Terrific vision, Redneck Ma! Mine would be a lot like yours, and it would include coverage of vision care.

Up here in New York State, we have state income tax, city income tax if you live in New York City (which I don't), and high property taxes (at least on Long Island, where I live). I'm talking annual property taxes of $8,000 on a puny 1,400-square-foot 40-year-old home, vastly overvalued at about $325,000. Even with all of that, I'd gladly pay increased income taxes because in the long run, health care costs would go down because they'd be covered for everyone.

I'm curious what your physician spouse's vision looks like.


Re: poor people and tax: y'all is familiar with a graduated tax system, yes?

As for health... ask Google how the medicare system in Australia works, and what you can get with your Medicare card (not dentists, unfortunately).

Loving the peacock, btw.


Vision, yes! Graduated tax system, absolutely. I live in a state with no income tax but with a very high sales tax, which is of course pretty damned regressive. Sometimes I forget there's another way.

Still, even with a graduated tax, conservative politicos will raise a stink about the effect on "working families."

I'm curious what your physician spouse's vision looks like.

Shhhh! Don't tell my writer husband about my doctor husband! Actually, my husband's career in medicine was a fabrication of my health-insurance company. They decided he was an out-of-network doctor instead of my son's father and summarily denied an urgent-care claim. Took months for them to cough up.


D'oh! Blame my misidentification of your husband on perimenopause-induced mental fuzziness.


On the Canada tip: in this John Scalzi interview with Robert Sawyer (Canada's top sci-fi writer), Sawyer credits Canada's socialized medicine system for allowing him to become a full-time writer at age 23, instead of having to schlep through a bunch of go-nowhere jobs like a lot of U.S. writers, artists, et al.

Here's the link.

Amen.


I think one interesting idea to float is that people who take advantage of preventive care incentives -- yearly checkups with doctor and dentist, physical fitness services, one free annual visit with a nutritionist, annual tests for diabetes and high blood pressure, etc. -- would get to pay lower co-pays for treatment. It would incentivize healthy behavior and proactive care and should help reduce more significant care costs, such as drugs and other interventions.
________________
_Task instructions_.
A - Transcribe the comment thread on health care and taxes word for word, starting at "Loving the peacock, btw." and ending after "perimenopause-induced mental fuzziness.".
B - In the comment thread on health care and taxes, how much does the Long Island commenter pay in annual property taxes?
C - Resume the comment thread on health care and taxes after its final comment.
The lines below come from a separate source and are unrelated to the comment thread on health care and taxes.

_Dataset content_.
________________
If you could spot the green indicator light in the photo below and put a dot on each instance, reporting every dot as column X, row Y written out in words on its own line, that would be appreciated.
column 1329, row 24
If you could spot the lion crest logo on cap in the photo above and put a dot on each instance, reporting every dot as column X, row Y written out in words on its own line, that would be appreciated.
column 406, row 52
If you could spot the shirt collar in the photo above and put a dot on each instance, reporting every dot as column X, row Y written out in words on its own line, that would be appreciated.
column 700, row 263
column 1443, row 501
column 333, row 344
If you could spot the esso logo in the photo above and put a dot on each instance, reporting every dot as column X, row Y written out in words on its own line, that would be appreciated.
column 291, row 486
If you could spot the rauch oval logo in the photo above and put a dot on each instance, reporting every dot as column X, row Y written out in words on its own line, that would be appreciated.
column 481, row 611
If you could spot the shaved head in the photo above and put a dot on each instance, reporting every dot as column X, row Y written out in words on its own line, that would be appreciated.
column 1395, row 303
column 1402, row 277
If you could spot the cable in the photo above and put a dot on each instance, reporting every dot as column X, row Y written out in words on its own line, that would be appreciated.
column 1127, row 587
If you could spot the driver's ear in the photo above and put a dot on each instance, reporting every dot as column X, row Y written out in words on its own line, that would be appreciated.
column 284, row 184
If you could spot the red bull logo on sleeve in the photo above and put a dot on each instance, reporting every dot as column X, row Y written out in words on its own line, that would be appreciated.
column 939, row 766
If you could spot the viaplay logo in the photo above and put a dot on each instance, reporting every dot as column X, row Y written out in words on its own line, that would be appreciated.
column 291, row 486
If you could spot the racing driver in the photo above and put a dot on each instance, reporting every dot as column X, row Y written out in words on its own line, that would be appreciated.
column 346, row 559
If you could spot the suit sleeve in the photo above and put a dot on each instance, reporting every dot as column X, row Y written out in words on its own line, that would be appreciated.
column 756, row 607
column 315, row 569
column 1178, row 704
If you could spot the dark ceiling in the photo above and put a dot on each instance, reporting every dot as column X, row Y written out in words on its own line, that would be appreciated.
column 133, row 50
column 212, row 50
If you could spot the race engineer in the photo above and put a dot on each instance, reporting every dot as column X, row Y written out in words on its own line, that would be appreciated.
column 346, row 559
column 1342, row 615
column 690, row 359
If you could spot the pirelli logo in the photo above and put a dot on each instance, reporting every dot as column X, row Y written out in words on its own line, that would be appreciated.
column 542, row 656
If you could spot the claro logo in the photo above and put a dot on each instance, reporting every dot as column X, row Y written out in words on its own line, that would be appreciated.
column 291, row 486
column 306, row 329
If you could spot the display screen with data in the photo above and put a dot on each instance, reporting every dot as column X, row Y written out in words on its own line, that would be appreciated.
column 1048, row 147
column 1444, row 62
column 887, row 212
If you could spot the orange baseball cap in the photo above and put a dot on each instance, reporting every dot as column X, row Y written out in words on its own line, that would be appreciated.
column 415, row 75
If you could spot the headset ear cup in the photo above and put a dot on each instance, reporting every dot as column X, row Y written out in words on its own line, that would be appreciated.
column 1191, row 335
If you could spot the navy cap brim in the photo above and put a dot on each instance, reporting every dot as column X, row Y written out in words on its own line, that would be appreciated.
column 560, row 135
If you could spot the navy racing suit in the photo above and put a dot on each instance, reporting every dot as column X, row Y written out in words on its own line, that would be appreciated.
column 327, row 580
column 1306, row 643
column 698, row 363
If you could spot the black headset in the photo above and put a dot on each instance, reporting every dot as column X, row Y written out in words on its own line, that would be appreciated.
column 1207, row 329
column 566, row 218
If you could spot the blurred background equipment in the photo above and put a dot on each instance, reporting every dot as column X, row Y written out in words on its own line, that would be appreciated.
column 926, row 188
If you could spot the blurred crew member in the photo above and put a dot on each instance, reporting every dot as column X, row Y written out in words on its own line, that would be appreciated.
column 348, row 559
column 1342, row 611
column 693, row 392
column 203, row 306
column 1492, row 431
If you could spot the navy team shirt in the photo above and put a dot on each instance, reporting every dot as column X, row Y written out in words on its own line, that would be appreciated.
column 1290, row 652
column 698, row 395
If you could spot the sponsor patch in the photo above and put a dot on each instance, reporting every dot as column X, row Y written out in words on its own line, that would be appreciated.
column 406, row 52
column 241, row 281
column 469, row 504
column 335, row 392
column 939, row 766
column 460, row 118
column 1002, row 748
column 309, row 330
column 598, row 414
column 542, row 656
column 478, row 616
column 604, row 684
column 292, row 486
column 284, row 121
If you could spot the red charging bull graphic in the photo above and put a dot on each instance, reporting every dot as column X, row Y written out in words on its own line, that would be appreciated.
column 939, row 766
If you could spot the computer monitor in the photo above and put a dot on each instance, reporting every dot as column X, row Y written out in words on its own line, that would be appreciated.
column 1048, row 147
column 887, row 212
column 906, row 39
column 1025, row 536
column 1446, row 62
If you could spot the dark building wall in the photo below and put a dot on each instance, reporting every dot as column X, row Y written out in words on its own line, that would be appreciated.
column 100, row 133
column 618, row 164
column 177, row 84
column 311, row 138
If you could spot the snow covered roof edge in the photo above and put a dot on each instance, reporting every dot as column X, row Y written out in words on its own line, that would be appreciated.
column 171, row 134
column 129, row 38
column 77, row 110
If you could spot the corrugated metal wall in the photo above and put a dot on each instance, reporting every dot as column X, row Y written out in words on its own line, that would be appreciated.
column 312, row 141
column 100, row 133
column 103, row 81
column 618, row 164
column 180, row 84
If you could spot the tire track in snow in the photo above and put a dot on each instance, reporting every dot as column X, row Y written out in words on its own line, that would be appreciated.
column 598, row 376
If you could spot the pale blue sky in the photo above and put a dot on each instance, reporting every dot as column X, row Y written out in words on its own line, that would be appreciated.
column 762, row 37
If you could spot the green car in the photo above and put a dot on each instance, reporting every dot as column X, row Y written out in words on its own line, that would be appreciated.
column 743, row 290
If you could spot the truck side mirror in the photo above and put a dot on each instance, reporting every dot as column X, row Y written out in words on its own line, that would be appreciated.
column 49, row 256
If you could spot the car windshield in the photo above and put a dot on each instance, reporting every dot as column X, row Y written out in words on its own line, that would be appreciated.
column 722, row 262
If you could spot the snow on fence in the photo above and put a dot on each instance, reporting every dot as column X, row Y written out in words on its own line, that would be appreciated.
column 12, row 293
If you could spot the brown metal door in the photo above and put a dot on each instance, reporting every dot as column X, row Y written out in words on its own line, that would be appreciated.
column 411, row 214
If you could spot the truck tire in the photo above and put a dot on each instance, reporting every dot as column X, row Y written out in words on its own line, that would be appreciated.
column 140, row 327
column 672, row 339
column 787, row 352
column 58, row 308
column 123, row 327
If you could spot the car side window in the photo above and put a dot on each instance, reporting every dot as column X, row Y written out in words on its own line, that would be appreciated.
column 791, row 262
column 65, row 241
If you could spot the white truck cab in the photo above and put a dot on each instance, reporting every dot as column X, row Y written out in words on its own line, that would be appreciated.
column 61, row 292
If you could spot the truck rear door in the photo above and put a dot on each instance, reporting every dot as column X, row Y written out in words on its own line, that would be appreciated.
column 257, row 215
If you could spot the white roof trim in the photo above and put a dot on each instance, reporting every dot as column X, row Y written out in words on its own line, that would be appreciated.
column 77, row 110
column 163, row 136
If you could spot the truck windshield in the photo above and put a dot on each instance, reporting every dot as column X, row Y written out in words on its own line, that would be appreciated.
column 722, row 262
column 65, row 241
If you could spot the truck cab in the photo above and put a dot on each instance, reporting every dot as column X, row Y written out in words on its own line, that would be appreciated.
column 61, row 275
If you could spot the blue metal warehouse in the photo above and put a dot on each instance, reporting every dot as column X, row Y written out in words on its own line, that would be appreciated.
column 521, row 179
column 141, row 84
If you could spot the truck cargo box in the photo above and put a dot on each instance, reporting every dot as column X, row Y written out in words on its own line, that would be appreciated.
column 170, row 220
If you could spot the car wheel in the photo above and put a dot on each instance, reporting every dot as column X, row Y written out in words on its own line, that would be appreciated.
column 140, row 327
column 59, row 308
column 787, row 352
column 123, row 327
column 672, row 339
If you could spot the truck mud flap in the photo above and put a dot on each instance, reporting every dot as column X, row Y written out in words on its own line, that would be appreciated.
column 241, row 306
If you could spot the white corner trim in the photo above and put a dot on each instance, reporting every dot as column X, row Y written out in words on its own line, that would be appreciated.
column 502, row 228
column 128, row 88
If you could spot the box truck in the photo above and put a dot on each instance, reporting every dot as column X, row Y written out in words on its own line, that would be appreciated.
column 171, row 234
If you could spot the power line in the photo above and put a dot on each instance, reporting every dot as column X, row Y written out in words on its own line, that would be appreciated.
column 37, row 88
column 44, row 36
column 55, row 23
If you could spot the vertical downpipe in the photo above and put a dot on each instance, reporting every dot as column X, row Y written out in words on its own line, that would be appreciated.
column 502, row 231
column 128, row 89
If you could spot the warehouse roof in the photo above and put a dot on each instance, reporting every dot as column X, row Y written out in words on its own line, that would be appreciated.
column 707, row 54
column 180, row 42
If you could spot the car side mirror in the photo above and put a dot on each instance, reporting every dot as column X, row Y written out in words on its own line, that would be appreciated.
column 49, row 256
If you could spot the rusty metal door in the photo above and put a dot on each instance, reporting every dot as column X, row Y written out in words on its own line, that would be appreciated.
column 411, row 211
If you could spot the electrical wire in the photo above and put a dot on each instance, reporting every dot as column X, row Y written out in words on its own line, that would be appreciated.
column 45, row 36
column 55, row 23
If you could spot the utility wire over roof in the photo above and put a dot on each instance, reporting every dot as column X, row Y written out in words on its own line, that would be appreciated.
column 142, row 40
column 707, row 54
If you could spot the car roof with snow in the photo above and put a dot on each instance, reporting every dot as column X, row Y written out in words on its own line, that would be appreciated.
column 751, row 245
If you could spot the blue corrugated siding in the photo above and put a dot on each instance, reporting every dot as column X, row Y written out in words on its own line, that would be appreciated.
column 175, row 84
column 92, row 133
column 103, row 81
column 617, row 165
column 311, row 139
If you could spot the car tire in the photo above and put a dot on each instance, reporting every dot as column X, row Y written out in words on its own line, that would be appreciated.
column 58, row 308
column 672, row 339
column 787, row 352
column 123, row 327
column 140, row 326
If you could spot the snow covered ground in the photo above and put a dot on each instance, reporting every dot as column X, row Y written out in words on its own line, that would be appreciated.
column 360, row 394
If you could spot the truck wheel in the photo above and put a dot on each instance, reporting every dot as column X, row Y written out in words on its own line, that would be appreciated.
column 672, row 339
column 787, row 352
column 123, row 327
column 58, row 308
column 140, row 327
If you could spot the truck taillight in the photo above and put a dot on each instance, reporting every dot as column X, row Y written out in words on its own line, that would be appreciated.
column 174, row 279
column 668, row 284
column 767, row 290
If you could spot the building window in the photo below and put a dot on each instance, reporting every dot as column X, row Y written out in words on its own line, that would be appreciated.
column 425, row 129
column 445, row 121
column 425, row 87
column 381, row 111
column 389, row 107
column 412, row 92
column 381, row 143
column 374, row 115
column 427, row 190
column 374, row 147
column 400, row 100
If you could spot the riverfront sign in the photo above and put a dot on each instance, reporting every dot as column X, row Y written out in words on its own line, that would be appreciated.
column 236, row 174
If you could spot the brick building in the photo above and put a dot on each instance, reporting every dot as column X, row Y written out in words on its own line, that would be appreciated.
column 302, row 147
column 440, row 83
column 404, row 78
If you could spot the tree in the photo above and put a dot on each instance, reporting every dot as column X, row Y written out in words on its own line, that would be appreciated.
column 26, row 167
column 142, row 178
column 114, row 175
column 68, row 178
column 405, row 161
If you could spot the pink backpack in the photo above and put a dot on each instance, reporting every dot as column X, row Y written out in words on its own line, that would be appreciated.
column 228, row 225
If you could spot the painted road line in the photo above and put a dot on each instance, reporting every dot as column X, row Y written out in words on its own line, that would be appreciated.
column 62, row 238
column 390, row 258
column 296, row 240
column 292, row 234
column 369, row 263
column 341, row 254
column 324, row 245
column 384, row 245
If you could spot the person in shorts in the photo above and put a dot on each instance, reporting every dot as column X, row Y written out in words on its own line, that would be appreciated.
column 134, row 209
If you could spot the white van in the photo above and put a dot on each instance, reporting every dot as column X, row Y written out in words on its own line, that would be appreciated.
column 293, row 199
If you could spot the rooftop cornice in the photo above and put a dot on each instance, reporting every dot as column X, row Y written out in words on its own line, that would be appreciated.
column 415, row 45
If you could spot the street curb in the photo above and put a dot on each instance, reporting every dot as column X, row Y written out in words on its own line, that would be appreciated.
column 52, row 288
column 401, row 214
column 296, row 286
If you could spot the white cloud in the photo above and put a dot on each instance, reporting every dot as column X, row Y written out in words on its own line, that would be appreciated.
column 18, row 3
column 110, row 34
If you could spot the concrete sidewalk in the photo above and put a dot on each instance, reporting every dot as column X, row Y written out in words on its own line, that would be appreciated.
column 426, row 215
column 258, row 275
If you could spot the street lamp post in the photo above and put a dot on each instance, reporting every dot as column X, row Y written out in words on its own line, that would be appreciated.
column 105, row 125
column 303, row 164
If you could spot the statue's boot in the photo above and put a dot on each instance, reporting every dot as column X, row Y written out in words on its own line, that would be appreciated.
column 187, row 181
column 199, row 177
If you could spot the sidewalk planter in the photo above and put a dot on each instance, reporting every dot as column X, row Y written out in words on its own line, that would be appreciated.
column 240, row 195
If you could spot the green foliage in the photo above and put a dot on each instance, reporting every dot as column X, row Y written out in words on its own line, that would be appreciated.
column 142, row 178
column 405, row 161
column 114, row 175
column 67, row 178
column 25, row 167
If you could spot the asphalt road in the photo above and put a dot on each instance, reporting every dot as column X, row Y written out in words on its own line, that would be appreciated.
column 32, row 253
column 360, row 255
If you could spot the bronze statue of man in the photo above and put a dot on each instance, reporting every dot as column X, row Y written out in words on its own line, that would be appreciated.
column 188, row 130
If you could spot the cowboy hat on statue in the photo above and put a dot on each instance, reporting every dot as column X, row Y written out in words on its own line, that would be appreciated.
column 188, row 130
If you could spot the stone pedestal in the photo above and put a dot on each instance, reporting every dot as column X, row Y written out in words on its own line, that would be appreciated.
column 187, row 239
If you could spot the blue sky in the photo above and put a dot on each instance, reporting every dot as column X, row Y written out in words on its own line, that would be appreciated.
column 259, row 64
________________
_Answers for this exercise_.
A -
Loving the peacock, btw.


Vision, yes! Graduated tax system, absolutely. I live in a state with no income tax but with a very high sales tax, which is of course pretty damned regressive. Sometimes I forget there's another way.

Still, even with a graduated tax, conservative politicos will raise a stink about the effect on "working families."

I'm curious what your physician spouse's vision looks like.

Shhhh! Don't tell my writer husband about my doctor husband! Actually, my husband's career in medicine was a fabrication of my health-insurance company. They decided he was an out-of-network doctor instead of my son's father and summarily denied an urgent-care claim. Took months for them to cough up.


D'oh! Blame my misidentification of your husband on perimenopause-induced mental fuzziness.

B - $8,000 a year.

C -
I for one wouldn't mind an increase in taxes if it meant no insurance crap. I'm in a situation of having just gotten married and gone off my parents' insurance (Which of course I'd always taken for granted as a comfortable middle class kid) while still in school. Insurance? Forget it. I make just barely enough money so that non-insurance care is not an option and not enough to handle insurance costs. I keep wondering how many other newly-adult people are having the same problem and waking up to just how badly this whole system sucks.


I keep wondering how many other newly-adult people are having the same problem and waking up to just how badly this whole system sucks.

I certainly did, years ago. I found myself in my first full-time reporting job in a tiny market with no benefits. I drove very carefully and tried to stay out of the doctor's office.

One of my relatives is postponing marriage b/c he's uninsured and marriage would invalidate the health insurance his girlfriend and son get on her parents' plan. Hear that, conservatives? The magic of the free market is promoting living in "sin!"

I can't tell you how many people I know who have forgone needed medication because they had no coverage after graduation and couldn't afford their drugs, resulting in all kinds of problems, large and small.


I like that vision very well, and would also add vision coverage and the "wacky" alternative medical treatments like acupuncture and massage as well. Wouldn't we all be a lot better off if we could get a massage for stress relief once a week? All the newly unemployed insurance workers could be retrained as massage therapists and work from their homes or neighborhoods.

To pay for it, I like two approaches: one, we'd have a heck of a lot more money if we weren't flushing it down the toilet in Iraq (Bring them home safely!)and two, a regressive tax that hits high income people with higher percentages than low income people. I'm evil that way.


To your list, I'd add eye care, which also seems to be considered an 'extra' that is often not covered.


I would say that any employer who employs more than "x" number of full-time employees in the U.S. should be forced to pay into a universal health care system (regardless of where the company is headquartered) and that taxes should take care of the rest. If the money I currently spend on health insurance was given to a universal health care plan instead, I wouldn't mind one bit.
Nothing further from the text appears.